Problem to solve: From the data below, set down exactly the lines between the one holding "person in background" and the one holding "shape point(841, 171)", inclusive, and no others.

Working data:
--- START ---
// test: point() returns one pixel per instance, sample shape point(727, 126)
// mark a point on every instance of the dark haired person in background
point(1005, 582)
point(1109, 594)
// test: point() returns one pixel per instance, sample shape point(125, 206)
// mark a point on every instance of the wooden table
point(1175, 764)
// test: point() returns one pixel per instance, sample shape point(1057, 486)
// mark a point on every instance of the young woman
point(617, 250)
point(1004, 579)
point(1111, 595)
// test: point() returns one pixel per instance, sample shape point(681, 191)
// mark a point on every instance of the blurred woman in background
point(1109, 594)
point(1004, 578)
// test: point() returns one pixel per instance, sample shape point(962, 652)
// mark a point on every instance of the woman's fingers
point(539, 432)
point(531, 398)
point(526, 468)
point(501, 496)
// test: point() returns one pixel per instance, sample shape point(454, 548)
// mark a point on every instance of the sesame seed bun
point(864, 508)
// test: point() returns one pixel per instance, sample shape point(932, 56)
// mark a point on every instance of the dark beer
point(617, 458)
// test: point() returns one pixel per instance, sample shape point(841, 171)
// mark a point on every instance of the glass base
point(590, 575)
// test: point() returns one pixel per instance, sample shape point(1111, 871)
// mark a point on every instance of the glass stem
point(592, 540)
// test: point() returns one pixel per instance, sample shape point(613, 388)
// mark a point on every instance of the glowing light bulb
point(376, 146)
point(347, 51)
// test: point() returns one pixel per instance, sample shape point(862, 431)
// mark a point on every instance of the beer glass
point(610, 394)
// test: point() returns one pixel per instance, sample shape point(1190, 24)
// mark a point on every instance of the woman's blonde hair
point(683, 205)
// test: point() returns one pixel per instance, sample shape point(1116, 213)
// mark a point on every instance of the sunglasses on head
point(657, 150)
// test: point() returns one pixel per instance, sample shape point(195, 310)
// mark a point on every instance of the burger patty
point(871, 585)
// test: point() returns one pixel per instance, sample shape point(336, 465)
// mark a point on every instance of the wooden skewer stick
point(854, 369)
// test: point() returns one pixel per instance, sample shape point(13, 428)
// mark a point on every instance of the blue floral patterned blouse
--- END ---
Task answer:
// mark a point on every instance of the dark haired person in background
point(1005, 582)
point(1109, 594)
// test: point() returns one pixel per instance, sample shape point(125, 206)
// mark a point on every instance of the wooden table
point(1175, 764)
// test: point() returns one pixel per instance, sample shape point(1057, 486)
// mark a point on every instance of the young woman
point(617, 250)
point(1004, 579)
point(1111, 595)
// test: point() returns one pixel per instance, sample shape point(681, 191)
// mark a point on every instance of the blurred woman in background
point(1109, 594)
point(1004, 578)
// test: point() returns one pixel per instance, sample shape point(962, 652)
// mark a point on every instance of the woman's fingers
point(539, 432)
point(531, 398)
point(526, 468)
point(501, 496)
// test: point() returns one pixel per instance, sample shape point(454, 548)
// mark a point on every instance of the sesame seed bun
point(864, 508)
// test: point() returns one pixel per instance, sample shape point(932, 56)
// mark a point on every instance of the dark beer
point(617, 458)
// test: point() returns one pixel per instance, sample shape point(841, 171)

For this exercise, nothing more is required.